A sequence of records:
** Begin **
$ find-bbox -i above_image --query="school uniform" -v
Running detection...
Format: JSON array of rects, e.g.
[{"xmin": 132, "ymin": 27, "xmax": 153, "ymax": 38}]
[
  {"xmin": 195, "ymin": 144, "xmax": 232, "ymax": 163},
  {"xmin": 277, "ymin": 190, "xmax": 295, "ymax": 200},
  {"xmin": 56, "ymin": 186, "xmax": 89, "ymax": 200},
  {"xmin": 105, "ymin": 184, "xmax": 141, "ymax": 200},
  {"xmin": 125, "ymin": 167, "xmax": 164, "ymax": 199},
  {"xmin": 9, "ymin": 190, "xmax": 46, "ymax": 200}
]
** End **
- Task prompt -
Reproduce the material above verbatim, line for line.

- Answer to this task -
$ find-bbox -i above_image --query="school uniform" -v
Running detection...
Format: JSON array of rects, e.g.
[{"xmin": 132, "ymin": 27, "xmax": 153, "ymax": 38}]
[
  {"xmin": 195, "ymin": 144, "xmax": 232, "ymax": 163},
  {"xmin": 277, "ymin": 190, "xmax": 295, "ymax": 200},
  {"xmin": 56, "ymin": 186, "xmax": 89, "ymax": 200},
  {"xmin": 105, "ymin": 184, "xmax": 141, "ymax": 200},
  {"xmin": 125, "ymin": 167, "xmax": 164, "ymax": 199},
  {"xmin": 9, "ymin": 190, "xmax": 46, "ymax": 200}
]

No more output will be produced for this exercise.